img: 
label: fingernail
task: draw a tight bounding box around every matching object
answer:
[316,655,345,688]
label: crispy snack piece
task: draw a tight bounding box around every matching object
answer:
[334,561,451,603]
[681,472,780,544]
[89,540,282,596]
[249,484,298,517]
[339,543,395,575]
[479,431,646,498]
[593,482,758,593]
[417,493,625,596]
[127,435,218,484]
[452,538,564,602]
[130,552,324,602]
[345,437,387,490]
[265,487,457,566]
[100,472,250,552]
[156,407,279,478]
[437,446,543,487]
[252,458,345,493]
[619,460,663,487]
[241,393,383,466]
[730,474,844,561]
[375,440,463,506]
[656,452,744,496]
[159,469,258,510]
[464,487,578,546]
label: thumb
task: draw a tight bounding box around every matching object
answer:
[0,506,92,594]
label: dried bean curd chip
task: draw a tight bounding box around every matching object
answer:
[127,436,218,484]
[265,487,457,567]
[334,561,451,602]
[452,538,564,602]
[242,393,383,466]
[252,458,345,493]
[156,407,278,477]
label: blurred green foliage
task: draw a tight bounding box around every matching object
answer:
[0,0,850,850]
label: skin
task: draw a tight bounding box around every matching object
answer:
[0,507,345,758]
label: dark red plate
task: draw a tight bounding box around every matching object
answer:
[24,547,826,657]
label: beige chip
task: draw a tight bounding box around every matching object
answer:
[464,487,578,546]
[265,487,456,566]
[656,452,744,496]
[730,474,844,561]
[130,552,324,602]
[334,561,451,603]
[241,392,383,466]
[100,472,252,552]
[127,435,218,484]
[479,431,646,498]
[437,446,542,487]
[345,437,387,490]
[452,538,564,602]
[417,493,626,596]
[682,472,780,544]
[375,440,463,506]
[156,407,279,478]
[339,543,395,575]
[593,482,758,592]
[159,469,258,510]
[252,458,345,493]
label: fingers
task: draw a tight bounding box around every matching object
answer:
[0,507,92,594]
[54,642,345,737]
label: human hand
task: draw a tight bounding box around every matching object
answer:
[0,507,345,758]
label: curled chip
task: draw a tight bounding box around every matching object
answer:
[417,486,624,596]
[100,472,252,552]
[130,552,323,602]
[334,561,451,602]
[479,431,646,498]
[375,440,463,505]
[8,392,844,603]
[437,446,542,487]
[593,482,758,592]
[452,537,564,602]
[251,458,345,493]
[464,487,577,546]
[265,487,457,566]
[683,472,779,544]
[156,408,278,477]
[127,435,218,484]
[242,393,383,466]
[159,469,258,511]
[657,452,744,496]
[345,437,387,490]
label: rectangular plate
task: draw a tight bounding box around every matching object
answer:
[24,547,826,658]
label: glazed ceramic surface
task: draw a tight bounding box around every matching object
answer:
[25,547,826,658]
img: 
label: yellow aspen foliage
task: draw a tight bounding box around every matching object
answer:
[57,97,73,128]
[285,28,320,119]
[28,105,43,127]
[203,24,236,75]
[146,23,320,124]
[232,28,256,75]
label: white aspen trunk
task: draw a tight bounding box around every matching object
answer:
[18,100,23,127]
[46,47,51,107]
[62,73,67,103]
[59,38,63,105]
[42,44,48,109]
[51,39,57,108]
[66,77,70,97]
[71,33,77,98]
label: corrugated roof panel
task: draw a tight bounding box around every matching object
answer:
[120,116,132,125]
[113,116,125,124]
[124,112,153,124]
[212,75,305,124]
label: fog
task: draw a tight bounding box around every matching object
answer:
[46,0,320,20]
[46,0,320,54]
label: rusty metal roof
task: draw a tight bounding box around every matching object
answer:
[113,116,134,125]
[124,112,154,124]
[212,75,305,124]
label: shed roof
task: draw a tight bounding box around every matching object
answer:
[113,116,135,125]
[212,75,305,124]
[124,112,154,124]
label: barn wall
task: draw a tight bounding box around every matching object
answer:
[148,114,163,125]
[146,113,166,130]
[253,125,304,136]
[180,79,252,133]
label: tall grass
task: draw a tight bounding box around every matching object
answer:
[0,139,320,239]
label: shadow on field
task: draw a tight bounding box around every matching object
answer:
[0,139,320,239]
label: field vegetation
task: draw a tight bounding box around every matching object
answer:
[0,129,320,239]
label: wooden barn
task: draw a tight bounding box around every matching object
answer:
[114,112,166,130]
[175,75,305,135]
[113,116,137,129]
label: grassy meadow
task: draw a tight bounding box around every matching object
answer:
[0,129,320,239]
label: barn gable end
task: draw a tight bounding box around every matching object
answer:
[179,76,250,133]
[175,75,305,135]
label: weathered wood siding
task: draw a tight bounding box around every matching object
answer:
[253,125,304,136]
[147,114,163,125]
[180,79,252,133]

______________________________

* _What the task requires_:
Reproduce every line from the line with "label: skin" up to and including the line with "[71,33,77,98]", and give only those lines. Rescale each bounding box coordinate in the answers by multiplying it by 0.8 and rounding to a whole number, with halves rounded up, and leave everything else unchanged.

* _Answer below_:
label: skin
task: draw a tight bounding box around every matching object
answer:
[0,406,276,606]
label: dark red plate
task: draw a tight bounding box around every matching object
answer:
[19,438,661,526]
label: beige chip
task: draw a tight bounding box around every matching object
answer:
[371,390,462,437]
[212,390,365,453]
[525,362,595,397]
[584,379,675,449]
[104,442,259,482]
[267,449,361,482]
[193,314,306,373]
[80,378,202,442]
[102,348,174,387]
[383,345,517,398]
[350,357,434,390]
[276,350,310,392]
[362,430,451,482]
[334,394,501,477]
[546,378,624,435]
[300,352,370,405]
[125,326,223,382]
[271,434,316,460]
[474,386,606,474]
[127,375,206,408]
[202,366,276,394]
label: fingers
task: draw a tight bounding box around every matching object
answer:
[0,406,74,475]
[43,514,276,590]
label: human hand
task: draw a tight bounding box around every matching object
answer:
[0,406,276,606]
label: curled chip
task: draw a tight bounding box around every matching object
answer:
[334,389,499,477]
[80,378,202,442]
[104,442,258,482]
[267,449,361,482]
[383,345,517,398]
[300,352,370,404]
[6,314,675,482]
[350,357,434,390]
[474,386,606,474]
[362,430,451,482]
[201,366,276,394]
[371,390,462,437]
[212,390,366,453]
[546,378,623,435]
[125,326,222,382]
[102,348,174,387]
[194,314,306,373]
[127,375,206,409]
[526,362,595,397]
[276,350,310,392]
label: rectangular plate
task: draw a tight bounding box around every matching object
answer:
[19,438,661,526]
label: glazed ceramic surface
task: draw a tight bounding box around every matching object
answer:
[20,438,661,526]
img: 
label: yellow aspen foliage
task: draw a tight bounding box around every matching object
answer:
[46,78,58,102]
[228,22,256,95]
[22,84,34,102]
[162,19,189,60]
[117,18,256,99]
[186,22,205,60]
label: white aspen trunk
task: draw a tight bounding box around every matching object
answer:
[14,80,18,102]
[37,38,41,86]
[50,58,54,82]
[47,30,50,84]
[34,35,38,87]
[41,31,46,86]
[53,62,56,78]
[57,26,62,78]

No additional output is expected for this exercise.